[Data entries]
§ §
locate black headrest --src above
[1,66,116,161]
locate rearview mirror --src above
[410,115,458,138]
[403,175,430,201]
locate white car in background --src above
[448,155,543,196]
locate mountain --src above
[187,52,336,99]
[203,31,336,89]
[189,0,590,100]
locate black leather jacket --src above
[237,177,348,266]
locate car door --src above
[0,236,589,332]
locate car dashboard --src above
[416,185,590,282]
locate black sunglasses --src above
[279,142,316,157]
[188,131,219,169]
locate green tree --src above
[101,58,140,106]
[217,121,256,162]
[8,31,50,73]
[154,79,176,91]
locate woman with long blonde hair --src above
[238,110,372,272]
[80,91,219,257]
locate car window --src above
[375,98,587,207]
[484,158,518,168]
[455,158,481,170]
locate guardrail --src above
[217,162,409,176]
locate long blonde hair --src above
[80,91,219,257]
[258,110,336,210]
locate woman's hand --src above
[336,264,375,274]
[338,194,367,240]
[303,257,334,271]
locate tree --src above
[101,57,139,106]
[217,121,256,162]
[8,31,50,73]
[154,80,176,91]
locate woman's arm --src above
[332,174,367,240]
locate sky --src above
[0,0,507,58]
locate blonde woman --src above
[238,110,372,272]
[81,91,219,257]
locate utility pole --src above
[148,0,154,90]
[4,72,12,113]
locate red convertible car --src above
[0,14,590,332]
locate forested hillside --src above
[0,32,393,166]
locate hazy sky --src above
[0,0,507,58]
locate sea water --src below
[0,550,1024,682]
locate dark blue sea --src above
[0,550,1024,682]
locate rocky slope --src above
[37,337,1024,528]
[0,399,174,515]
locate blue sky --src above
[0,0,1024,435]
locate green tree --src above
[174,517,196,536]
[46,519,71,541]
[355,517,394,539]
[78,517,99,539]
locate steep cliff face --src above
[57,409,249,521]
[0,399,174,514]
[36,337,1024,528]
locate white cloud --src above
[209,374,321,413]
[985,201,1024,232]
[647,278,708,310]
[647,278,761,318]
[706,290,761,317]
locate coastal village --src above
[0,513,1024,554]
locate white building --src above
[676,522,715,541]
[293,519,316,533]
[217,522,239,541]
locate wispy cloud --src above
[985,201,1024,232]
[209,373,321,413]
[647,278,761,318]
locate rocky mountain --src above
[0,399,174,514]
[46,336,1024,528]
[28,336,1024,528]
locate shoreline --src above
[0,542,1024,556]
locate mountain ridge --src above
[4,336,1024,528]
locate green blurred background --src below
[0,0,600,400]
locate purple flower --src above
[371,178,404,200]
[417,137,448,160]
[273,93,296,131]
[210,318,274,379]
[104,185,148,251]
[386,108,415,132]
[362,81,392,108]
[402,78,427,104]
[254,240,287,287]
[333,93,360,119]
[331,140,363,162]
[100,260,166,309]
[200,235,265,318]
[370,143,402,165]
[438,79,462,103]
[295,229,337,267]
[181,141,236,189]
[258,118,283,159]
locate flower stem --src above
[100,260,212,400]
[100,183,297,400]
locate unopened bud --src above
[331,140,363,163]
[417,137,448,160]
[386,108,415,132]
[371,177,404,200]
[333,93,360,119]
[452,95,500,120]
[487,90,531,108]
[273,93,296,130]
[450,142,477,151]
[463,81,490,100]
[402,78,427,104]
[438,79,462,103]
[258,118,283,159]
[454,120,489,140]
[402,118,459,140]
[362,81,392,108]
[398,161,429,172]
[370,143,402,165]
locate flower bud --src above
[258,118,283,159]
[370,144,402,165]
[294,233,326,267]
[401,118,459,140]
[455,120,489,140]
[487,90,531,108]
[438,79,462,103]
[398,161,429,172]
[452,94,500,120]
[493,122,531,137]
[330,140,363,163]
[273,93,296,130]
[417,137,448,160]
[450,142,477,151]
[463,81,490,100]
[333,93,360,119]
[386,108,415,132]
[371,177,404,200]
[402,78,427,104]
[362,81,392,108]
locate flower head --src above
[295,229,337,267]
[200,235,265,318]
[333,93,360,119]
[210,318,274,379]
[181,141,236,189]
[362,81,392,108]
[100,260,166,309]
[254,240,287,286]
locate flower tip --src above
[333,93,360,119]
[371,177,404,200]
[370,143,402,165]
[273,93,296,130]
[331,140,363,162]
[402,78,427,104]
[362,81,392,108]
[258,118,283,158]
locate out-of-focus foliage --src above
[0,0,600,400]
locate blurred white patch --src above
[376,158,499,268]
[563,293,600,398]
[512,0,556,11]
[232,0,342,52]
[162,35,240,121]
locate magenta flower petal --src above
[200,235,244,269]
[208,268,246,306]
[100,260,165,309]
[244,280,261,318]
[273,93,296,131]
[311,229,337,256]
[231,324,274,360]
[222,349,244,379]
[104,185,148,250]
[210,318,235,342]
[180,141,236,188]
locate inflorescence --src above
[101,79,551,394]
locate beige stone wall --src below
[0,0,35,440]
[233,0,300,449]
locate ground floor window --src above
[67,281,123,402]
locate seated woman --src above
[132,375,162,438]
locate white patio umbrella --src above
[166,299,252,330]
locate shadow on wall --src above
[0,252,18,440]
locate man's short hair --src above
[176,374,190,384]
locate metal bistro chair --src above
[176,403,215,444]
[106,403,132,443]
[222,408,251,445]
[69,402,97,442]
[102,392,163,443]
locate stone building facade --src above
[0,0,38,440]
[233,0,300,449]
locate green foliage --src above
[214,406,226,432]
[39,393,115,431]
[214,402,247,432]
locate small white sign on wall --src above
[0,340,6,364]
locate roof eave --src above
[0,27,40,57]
§ §
WORK REQUIRED:
Copy the listing above word for word, from its first line through the line containing "[0,14,590,332]".

FULL ANSWER:
locate black headrest --src above
[1,66,116,161]
locate rearview mirror --src above
[410,115,458,138]
[403,175,430,201]
locate white car in background --src above
[448,155,543,196]
locate mountain --src above
[187,52,336,99]
[203,31,336,89]
[189,0,590,100]
locate black leather jacket --src above
[237,177,348,266]
locate car door --src above
[0,236,589,332]
locate car dashboard --src above
[416,185,590,282]
locate black sunglasses --src above
[279,142,316,157]
[188,131,219,169]
locate green tree --src above
[101,58,140,106]
[217,121,256,162]
[8,31,50,73]
[154,79,176,91]
locate woman with long blonde hair --src above
[238,110,372,272]
[80,91,219,257]
locate car window --src above
[375,98,587,207]
[484,158,518,168]
[455,158,481,170]
locate guardrail --src above
[217,162,409,176]
locate long blonde hair --src above
[80,91,219,257]
[258,110,336,210]
locate woman's hand --src above
[336,264,375,274]
[338,194,367,240]
[303,257,334,271]
locate tree --src above
[101,57,139,106]
[217,121,256,162]
[8,31,50,73]
[154,80,176,91]
locate woman's arm --src above
[332,174,367,240]
locate sky --src above
[0,0,507,58]
locate blonde woman --src above
[238,110,372,272]
[81,91,219,257]
locate utility pole --src above
[148,0,154,90]
[4,72,12,113]
locate red convertible car --src above
[0,14,590,332]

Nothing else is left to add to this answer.